-- Start of Dataset records --

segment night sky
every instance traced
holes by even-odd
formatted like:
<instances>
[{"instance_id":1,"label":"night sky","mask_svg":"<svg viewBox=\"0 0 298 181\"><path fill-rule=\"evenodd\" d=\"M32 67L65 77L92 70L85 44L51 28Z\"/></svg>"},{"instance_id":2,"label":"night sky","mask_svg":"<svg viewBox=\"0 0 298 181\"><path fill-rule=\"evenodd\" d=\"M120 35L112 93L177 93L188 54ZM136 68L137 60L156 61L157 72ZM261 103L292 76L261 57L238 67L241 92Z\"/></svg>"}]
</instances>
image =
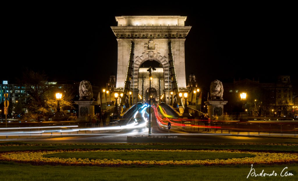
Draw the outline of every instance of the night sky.
<instances>
[{"instance_id":1,"label":"night sky","mask_svg":"<svg viewBox=\"0 0 298 181\"><path fill-rule=\"evenodd\" d=\"M12 9L2 26L1 80L15 82L27 67L44 71L50 80L87 80L103 86L117 75L117 42L110 28L117 25L115 16L179 15L192 27L185 42L186 76L194 74L199 86L215 79L265 83L289 75L298 93L297 15L291 9L76 6Z\"/></svg>"}]
</instances>

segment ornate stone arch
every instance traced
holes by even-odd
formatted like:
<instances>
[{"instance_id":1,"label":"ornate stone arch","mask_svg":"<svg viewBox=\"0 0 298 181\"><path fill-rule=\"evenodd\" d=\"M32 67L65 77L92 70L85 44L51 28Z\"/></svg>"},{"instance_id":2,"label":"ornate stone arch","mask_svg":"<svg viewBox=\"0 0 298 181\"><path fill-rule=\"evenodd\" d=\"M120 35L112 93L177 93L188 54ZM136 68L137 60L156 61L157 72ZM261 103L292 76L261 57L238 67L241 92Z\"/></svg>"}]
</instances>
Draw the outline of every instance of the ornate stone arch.
<instances>
[{"instance_id":1,"label":"ornate stone arch","mask_svg":"<svg viewBox=\"0 0 298 181\"><path fill-rule=\"evenodd\" d=\"M160 55L159 52L153 52L153 55L149 55L148 51L145 51L142 53L140 56L137 56L135 57L134 63L133 73L134 73L134 82L133 86L135 89L138 88L139 84L139 70L140 66L143 63L149 60L155 60L161 63L162 66L164 70L164 88L167 89L169 86L169 78L168 74L169 73L170 67L167 58L165 56ZM155 67L156 68L156 67Z\"/></svg>"},{"instance_id":2,"label":"ornate stone arch","mask_svg":"<svg viewBox=\"0 0 298 181\"><path fill-rule=\"evenodd\" d=\"M159 90L159 88L157 86L156 86L156 85L154 84L151 84L151 87L152 88L154 88L156 90L156 91L157 93L157 101L159 101L159 95L160 95L159 92L160 91L160 90ZM143 92L142 93L142 95L145 95L145 94L146 93L146 90L147 90L147 89L149 88L149 85L146 85L144 87L144 89L143 90ZM144 97L145 97L145 96ZM145 97L143 98L143 101L144 101L144 102L145 101L146 101L146 100L145 100Z\"/></svg>"}]
</instances>

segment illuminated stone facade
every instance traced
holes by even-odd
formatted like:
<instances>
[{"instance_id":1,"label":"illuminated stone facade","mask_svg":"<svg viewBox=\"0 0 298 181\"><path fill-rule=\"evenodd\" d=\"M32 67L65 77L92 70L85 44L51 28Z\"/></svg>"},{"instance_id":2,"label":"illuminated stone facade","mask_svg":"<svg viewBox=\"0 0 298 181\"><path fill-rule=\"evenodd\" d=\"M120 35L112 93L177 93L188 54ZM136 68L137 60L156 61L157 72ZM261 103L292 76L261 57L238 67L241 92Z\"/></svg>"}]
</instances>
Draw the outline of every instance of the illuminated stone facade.
<instances>
[{"instance_id":1,"label":"illuminated stone facade","mask_svg":"<svg viewBox=\"0 0 298 181\"><path fill-rule=\"evenodd\" d=\"M145 83L148 81L145 76L145 73L139 72L139 68L146 61L153 60L162 65L163 72L161 73L162 77L153 79L152 86L158 89L159 94L168 94L168 90L172 89L168 62L169 43L172 46L179 88L186 88L184 43L191 28L184 26L186 17L122 16L116 18L118 26L111 28L118 42L116 88L123 87L132 42L134 43L134 48L133 80L131 89L143 94L140 81ZM160 80L162 83L159 83ZM144 92L146 90L143 88ZM135 94L135 97L137 96L137 93Z\"/></svg>"}]
</instances>

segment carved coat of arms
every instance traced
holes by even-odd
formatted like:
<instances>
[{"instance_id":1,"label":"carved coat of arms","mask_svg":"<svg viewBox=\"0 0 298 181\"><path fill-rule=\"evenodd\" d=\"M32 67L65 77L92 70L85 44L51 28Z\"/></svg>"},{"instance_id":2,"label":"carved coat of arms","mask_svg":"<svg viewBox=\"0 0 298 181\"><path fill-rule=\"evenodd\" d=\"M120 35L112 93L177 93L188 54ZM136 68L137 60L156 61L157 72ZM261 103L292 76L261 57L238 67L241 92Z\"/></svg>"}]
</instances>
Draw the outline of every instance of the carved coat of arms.
<instances>
[{"instance_id":1,"label":"carved coat of arms","mask_svg":"<svg viewBox=\"0 0 298 181\"><path fill-rule=\"evenodd\" d=\"M158 45L154 44L153 40L150 39L148 43L146 43L144 45L144 50L145 51L157 51L158 50Z\"/></svg>"}]
</instances>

-- End of Dataset records --

The task: List every line in the rows above that contains the string "segment".

Response to the exercise:
segment night sky
segment ornate stone arch
segment illuminated stone facade
segment carved coat of arms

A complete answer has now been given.